• _What the task asks_:
These records must be written out again exactly.

• _Entries shown_:
----------

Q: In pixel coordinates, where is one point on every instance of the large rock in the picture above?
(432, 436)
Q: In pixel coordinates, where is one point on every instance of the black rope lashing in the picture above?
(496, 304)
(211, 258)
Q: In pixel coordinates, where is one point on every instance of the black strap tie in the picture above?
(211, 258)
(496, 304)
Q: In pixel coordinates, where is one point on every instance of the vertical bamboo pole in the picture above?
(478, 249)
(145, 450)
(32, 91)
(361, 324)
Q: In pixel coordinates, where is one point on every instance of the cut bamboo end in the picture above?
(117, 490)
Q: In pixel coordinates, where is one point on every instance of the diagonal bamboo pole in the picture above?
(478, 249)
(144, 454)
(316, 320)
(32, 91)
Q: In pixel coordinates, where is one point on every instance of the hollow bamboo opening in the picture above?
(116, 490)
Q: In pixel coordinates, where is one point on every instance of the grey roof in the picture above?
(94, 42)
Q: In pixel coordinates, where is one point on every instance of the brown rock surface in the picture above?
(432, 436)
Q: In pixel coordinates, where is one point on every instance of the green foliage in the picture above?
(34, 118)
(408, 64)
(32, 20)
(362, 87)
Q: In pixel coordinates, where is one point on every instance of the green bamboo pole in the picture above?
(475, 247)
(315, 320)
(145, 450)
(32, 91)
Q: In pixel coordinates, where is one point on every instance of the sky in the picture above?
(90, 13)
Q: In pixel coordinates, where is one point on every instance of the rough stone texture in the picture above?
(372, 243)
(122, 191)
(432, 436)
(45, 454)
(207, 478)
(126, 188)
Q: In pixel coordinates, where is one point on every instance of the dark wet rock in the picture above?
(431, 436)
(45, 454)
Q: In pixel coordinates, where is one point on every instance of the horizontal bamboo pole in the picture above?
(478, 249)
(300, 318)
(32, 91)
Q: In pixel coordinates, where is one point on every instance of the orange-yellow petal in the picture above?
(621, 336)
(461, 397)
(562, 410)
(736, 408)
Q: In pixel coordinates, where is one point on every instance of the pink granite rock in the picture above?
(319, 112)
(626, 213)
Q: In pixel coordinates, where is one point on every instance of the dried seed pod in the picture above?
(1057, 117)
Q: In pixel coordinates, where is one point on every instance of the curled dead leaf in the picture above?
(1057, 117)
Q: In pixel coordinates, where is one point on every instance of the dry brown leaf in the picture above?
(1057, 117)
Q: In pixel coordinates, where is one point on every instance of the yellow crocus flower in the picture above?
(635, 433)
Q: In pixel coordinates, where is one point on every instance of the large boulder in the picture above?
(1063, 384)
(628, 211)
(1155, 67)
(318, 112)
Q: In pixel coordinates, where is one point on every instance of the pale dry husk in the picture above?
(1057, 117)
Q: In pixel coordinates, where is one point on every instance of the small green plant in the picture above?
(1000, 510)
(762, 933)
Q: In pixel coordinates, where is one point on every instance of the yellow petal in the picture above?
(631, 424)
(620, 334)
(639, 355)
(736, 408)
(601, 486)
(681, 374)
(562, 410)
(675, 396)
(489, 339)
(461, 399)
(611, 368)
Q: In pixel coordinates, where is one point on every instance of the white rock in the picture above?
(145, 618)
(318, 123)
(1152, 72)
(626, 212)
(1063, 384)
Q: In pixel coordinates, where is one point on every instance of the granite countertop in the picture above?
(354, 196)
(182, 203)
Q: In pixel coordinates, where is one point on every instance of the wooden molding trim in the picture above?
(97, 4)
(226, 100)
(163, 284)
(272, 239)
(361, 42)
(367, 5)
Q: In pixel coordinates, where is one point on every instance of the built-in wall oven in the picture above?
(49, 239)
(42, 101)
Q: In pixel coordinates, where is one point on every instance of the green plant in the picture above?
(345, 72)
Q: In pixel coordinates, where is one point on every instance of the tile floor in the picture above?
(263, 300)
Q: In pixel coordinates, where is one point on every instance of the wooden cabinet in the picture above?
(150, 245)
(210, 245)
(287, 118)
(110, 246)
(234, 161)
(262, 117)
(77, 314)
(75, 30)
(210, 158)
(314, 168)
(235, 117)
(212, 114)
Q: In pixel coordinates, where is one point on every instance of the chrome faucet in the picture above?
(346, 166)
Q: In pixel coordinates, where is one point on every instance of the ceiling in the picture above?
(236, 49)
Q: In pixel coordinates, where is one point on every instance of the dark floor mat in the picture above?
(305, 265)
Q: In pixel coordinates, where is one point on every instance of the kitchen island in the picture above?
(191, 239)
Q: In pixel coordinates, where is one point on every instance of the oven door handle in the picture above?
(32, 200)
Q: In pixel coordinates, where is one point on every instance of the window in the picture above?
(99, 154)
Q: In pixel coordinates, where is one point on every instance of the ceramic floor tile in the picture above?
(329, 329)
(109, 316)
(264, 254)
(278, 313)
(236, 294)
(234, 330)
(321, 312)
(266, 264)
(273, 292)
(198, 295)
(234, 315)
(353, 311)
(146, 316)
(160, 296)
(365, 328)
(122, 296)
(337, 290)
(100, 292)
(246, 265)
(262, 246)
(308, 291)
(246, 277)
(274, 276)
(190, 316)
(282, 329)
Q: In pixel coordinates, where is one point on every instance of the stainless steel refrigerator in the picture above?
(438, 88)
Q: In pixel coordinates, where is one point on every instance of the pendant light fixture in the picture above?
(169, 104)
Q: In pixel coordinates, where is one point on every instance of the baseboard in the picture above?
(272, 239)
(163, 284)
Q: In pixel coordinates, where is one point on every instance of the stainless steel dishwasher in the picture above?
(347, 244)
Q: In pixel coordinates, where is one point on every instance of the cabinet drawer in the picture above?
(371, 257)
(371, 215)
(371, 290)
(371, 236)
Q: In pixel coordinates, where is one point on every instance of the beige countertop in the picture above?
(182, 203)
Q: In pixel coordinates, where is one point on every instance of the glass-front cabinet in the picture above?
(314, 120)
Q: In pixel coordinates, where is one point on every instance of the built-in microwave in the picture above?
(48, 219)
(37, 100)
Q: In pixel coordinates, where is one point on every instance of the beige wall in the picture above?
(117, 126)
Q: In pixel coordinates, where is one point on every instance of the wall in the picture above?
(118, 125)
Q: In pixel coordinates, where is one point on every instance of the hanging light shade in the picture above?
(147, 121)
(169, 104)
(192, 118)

----------

• _Task answer_:
Q: In pixel coordinates, where is one point on every instance of the large rock in the picture above?
(432, 436)
Q: In pixel coordinates, where is one point on every instance of the black rope lashing in the picture above?
(496, 304)
(211, 258)
Q: In pixel coordinates, where is one point on every instance of the black strap tie in the picture above?
(211, 258)
(496, 304)
Q: In pixel coordinates, where is one point on every instance of the vertical bamboo pole in the picture above?
(478, 249)
(145, 450)
(32, 91)
(361, 324)
Q: In pixel coordinates, where is one point on every instance of the cut bamboo end in the picture above?
(117, 490)
Q: In pixel coordinates, where is one point on every instance of the diagonal bamboo pole in the picture above?
(478, 249)
(144, 454)
(316, 320)
(32, 91)
Q: In pixel coordinates, where is one point on every instance of the hollow bamboo opening in the picture above?
(116, 490)
Q: In pixel coordinates, where is one point on every instance of the grey roof in the picture above?
(94, 42)
Q: In pixel coordinates, where is one point on every instance of the brown rock surface in the picture above?
(432, 436)
Q: In pixel coordinates, where is one point on every instance of the green foliage in the picture above?
(34, 118)
(408, 64)
(32, 20)
(362, 87)
Q: In pixel coordinates, where is one point on every instance of the green bamboo pole in the picture above?
(475, 247)
(315, 320)
(145, 450)
(32, 91)
Q: In pixel coordinates, where is one point on every instance of the sky in the picture above?
(90, 13)
Q: In pixel coordinates, where is one point on every instance of the rough stone texture in the picture above?
(372, 243)
(122, 191)
(432, 436)
(45, 454)
(207, 478)
(126, 188)
Q: In pixel coordinates, where is one point on every instance of the dark wet rock in the picture above?
(431, 436)
(45, 454)
Q: In pixel coordinates, where is one point on every instance of the horizontal bamboo pole in the picture above?
(478, 249)
(300, 318)
(32, 91)
Q: In pixel coordinates, where is one point on every instance of the orange-yellow petal in the picture above?
(621, 336)
(461, 397)
(562, 410)
(736, 408)
Q: In pixel coordinates, where is one point on every instance of the pink granite rock in the picture above?
(319, 112)
(626, 213)
Q: In pixel coordinates, where is one point on every instance of the dried seed pod in the picture above?
(1057, 117)
Q: In pixel coordinates, where is one point on every instance of the curled dead leaf in the picture above?
(1057, 117)
Q: In pixel coordinates, where is one point on every instance of the dry brown leaf in the picture above?
(1057, 117)
Q: In pixel coordinates, where is one point on every instance of the yellow crocus flower in the picture above?
(635, 433)
Q: In pixel coordinates, where is one point on every instance of the large boulder in the picture above?
(1063, 384)
(628, 211)
(1155, 67)
(318, 112)
Q: In pixel coordinates, where is one point on every instance of the pale dry husk in the picture above?
(1057, 117)
Q: In pixel coordinates, where is one point on every instance of the small green plant in the picture above?
(1000, 510)
(762, 933)
Q: In pixel coordinates, where is one point on every instance of the yellow petal in the picture above?
(631, 424)
(620, 334)
(639, 355)
(736, 408)
(601, 486)
(681, 374)
(562, 410)
(675, 396)
(489, 339)
(461, 399)
(611, 368)
Q: In pixel coordinates, where is one point on every instance of the white rock in the picture above?
(145, 618)
(318, 123)
(1152, 72)
(626, 212)
(1063, 384)
Q: In pixel coordinates, where is one point on every instance of the granite countertop in the picture above?
(354, 196)
(182, 203)
Q: In pixel coordinates, where is one point on every instance of the wooden molding trim in the picture above?
(97, 4)
(226, 100)
(163, 284)
(272, 239)
(361, 42)
(367, 5)
Q: In pixel coordinates, where is one point on every instance of the built-in wall oven in the picture above?
(49, 239)
(42, 101)
Q: In pixel coordinates, where is one point on every instance of the green plant in the picture above?
(345, 72)
Q: In pixel coordinates, where is one point on every instance of the tile floor in the picture above?
(263, 300)
Q: In pixel coordinates, where is one point on every instance of the wooden cabinet in the picture above?
(150, 245)
(210, 245)
(287, 118)
(110, 246)
(234, 161)
(262, 117)
(77, 314)
(75, 30)
(210, 158)
(314, 168)
(235, 117)
(212, 114)
Q: In pixel coordinates, where is one point on every instance of the chrome faucet in the picture above?
(346, 166)
Q: In pixel coordinates, where is one point on every instance of the ceiling in the picture above?
(236, 49)
Q: In pixel coordinates, where is one point on every instance of the dark floor mat in the picture above?
(305, 265)
Q: In pixel coordinates, where is one point on every instance of the kitchen island in the picture above?
(191, 239)
Q: In pixel coordinates, where is one point on every instance of the oven door handle in the picture above?
(32, 200)
Q: In pixel coordinates, where is one point on every instance of the window in the picture above?
(99, 154)
Q: In pixel coordinates, where is one point on every instance of the ceramic floor tile in the picture above?
(329, 329)
(109, 316)
(264, 254)
(278, 313)
(236, 294)
(234, 330)
(321, 312)
(266, 264)
(273, 292)
(198, 295)
(234, 315)
(353, 311)
(146, 316)
(160, 296)
(365, 328)
(122, 296)
(337, 290)
(100, 292)
(246, 265)
(262, 246)
(308, 291)
(246, 277)
(274, 276)
(190, 316)
(282, 329)
Q: In pixel coordinates, where is one point on every instance of the stainless steel refrigerator in the picture above?
(438, 88)
Q: In pixel coordinates, where is one point on every instance of the pendant light fixture in the picture above?
(169, 104)
Q: In pixel coordinates, where is one point on every instance of the baseboard in the picture above?
(272, 239)
(163, 284)
Q: In pixel coordinates, where is one point on every instance of the stainless steel dishwasher in the picture above?
(347, 244)
Q: In pixel coordinates, where is one point on every instance of the cabinet drawer in the picture above?
(371, 257)
(371, 215)
(371, 290)
(371, 236)
Q: In pixel coordinates, where is one point on every instance of the beige countertop in the picture above?
(182, 203)
Q: In pixel coordinates, where is one point on every instance of the glass-front cabinet in the picture above?
(314, 120)
Q: In pixel coordinates, where is one point on every instance of the built-in microwave in the picture above?
(48, 219)
(37, 100)
Q: In pixel coordinates, where is one point on every instance of the beige wall in the picture above?
(117, 126)
Q: In pixel coordinates, where is one point on every instance of the wall in the picture above?
(118, 125)
Q: In pixel coordinates, where is one point on every instance of the hanging light shade in the picture above?
(147, 121)
(169, 104)
(192, 118)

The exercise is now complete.